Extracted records
— start —

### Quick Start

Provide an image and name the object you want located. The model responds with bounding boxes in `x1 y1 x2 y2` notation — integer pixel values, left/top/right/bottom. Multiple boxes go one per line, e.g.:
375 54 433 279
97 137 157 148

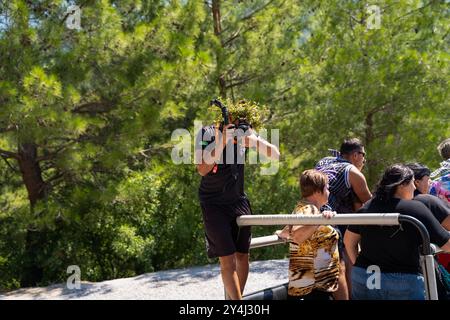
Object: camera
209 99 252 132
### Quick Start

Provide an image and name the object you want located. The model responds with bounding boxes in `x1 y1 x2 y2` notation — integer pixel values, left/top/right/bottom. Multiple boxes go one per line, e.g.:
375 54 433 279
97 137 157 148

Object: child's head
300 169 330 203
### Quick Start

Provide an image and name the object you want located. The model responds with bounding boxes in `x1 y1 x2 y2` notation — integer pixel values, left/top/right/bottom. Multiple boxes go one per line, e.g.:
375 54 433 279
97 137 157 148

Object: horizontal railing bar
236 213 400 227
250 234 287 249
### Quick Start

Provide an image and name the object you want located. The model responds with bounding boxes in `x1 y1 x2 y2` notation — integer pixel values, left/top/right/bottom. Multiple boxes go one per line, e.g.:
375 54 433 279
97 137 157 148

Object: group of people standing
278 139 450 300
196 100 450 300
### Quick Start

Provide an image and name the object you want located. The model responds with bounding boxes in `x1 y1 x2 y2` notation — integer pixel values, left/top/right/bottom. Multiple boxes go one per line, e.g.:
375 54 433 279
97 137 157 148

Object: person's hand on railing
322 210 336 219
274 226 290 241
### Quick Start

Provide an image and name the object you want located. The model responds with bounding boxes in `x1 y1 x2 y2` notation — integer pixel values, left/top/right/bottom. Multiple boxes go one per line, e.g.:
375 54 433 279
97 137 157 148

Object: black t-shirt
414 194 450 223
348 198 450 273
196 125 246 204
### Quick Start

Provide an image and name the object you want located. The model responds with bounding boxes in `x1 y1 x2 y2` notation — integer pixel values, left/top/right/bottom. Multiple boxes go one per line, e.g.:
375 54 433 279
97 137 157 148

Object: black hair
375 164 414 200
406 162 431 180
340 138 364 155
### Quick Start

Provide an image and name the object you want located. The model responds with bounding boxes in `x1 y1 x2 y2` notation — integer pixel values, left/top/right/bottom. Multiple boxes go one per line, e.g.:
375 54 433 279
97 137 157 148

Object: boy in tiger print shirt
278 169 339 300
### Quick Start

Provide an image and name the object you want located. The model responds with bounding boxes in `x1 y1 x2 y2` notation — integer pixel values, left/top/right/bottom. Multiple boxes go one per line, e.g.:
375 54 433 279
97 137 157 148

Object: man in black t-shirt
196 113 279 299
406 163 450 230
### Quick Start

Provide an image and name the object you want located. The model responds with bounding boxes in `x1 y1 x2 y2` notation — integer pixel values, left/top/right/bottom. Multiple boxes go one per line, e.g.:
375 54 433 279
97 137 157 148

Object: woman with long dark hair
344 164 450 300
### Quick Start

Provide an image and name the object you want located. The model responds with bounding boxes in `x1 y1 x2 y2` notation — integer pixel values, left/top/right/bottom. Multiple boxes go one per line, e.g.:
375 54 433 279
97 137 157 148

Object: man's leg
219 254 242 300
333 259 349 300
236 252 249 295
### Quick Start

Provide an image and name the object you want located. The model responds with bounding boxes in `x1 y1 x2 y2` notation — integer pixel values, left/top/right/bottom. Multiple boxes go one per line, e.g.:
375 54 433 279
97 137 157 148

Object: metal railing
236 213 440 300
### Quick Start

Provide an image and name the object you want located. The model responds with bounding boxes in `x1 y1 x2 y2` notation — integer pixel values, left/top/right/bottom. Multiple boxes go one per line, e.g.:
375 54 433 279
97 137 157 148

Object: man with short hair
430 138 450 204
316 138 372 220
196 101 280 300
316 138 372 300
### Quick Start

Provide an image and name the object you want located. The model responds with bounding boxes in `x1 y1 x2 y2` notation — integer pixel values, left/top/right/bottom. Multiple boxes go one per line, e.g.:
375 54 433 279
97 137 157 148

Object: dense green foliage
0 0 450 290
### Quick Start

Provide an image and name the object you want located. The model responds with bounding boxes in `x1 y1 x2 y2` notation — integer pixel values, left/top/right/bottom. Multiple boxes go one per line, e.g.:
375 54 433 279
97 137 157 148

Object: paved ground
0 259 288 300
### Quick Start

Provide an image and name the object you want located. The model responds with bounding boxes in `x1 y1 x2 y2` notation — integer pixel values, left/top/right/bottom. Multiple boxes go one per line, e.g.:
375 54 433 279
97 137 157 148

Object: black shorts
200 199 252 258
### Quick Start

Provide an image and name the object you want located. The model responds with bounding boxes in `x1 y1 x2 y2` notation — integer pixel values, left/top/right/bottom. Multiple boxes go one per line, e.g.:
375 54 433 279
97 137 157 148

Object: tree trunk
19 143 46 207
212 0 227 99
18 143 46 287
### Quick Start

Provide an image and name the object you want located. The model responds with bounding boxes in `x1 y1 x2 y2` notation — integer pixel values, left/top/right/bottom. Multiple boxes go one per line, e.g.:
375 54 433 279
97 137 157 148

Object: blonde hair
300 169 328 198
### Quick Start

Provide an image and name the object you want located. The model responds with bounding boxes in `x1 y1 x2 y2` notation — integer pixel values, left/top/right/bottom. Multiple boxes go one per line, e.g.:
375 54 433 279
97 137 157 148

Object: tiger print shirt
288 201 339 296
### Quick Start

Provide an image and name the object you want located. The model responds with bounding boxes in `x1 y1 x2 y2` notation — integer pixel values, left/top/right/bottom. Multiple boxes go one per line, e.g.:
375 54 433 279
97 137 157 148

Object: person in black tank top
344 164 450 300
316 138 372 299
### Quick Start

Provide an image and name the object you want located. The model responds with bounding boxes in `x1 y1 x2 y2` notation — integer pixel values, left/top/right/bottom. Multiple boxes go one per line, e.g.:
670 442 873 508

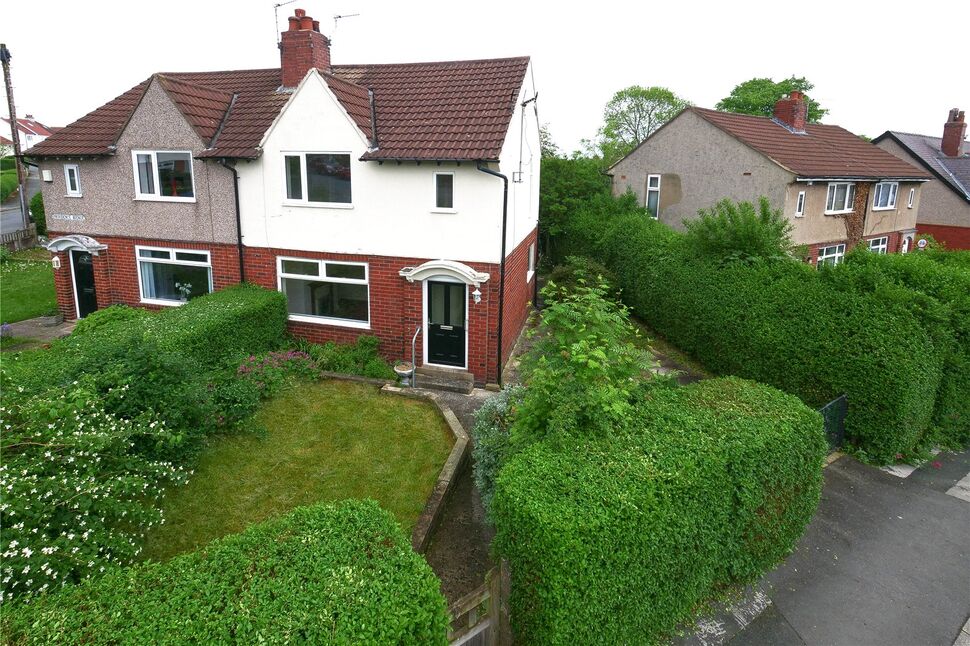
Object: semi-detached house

— end —

Task brief:
Return every line in the rows above that contains the word "black".

Finished task:
Object: black t-shirt
Object: black hair
Object: man in black t-shirt
Object: black shorts
Object: person in black tank top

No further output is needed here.